**YOUR INSTRUCTIONS**
Print the rows below word for word, starting at the very beginning and ending with the line that contains "[0, 0, 450, 203]". Include both of those ends.

- - -

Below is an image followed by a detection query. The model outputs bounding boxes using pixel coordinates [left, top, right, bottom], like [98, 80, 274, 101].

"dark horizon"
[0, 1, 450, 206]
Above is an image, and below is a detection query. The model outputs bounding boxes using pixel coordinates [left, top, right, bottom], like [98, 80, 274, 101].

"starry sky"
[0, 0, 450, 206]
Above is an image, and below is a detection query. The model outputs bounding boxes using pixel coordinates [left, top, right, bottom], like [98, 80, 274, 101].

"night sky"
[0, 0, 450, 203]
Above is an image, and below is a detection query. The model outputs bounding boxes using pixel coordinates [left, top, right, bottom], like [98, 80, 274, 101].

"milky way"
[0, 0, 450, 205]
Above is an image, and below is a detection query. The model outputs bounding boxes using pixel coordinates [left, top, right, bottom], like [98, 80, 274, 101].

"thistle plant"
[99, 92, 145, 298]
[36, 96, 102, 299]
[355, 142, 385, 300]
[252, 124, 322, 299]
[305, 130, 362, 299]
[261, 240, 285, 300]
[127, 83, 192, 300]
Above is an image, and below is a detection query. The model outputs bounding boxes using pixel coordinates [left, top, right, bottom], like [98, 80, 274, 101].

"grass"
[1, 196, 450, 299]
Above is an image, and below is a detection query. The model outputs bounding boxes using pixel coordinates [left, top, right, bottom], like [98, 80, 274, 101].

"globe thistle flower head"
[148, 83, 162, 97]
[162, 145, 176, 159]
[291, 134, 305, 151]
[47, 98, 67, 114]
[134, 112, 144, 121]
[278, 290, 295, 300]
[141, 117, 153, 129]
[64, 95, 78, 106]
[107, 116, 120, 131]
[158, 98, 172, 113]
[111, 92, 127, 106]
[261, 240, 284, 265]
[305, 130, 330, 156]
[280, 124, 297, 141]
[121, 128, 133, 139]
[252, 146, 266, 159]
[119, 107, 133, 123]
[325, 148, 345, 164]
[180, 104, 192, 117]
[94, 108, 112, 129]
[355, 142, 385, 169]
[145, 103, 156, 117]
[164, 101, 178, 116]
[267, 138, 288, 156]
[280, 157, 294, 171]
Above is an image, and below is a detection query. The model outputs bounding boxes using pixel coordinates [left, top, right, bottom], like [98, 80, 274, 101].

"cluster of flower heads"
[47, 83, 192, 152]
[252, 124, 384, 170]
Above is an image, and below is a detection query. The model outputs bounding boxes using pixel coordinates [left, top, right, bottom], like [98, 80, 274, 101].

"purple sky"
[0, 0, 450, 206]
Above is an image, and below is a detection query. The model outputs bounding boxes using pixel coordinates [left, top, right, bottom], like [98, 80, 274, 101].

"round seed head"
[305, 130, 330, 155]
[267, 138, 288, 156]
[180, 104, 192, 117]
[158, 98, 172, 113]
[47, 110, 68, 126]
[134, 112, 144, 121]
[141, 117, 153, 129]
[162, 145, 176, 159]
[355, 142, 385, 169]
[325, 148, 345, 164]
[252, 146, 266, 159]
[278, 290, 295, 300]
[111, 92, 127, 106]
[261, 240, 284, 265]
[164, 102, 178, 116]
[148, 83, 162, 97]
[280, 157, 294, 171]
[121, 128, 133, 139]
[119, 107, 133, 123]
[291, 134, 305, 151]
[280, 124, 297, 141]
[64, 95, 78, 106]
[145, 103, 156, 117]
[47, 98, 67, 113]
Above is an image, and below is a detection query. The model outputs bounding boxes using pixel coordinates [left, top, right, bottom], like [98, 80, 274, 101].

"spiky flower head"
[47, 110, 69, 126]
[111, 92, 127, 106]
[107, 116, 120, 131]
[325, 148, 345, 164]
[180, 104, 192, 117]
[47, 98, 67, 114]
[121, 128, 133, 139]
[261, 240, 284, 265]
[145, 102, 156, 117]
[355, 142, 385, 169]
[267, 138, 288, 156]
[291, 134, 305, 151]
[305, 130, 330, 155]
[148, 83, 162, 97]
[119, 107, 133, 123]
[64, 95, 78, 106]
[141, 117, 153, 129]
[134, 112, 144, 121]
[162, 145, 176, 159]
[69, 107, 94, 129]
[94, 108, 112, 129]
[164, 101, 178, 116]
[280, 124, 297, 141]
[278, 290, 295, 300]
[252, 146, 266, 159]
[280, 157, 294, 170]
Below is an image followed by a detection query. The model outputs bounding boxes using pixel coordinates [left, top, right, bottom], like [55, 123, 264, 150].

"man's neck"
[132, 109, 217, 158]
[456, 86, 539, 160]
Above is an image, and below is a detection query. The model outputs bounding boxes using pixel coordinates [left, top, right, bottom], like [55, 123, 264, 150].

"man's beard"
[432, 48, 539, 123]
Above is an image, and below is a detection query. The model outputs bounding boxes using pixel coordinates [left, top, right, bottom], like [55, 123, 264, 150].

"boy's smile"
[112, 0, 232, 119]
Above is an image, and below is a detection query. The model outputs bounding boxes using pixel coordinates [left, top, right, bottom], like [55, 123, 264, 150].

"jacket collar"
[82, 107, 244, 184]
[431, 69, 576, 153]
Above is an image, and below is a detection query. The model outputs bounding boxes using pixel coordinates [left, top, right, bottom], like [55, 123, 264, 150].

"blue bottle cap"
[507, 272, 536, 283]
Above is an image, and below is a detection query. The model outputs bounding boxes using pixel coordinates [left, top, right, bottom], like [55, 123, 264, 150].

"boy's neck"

- - -

**EXPECTED ANSWER**
Below is an image followed by a detection query. The model outputs bounding boxes using pixel coordinates [left, top, right, bottom], like [98, 80, 274, 101].

"dark horizon"
[0, 1, 450, 206]
Above is an image, and below is a detection query. The model outputs bounding boxes using pixel coordinates [left, top, right, bottom], like [98, 80, 274, 101].

"starry sky"
[0, 0, 450, 206]
Above is an image, and below is a detection query. The model outputs bounding boxes using pixel coordinates [left, top, right, bottom], like [98, 80, 274, 101].

"night sky"
[0, 0, 450, 203]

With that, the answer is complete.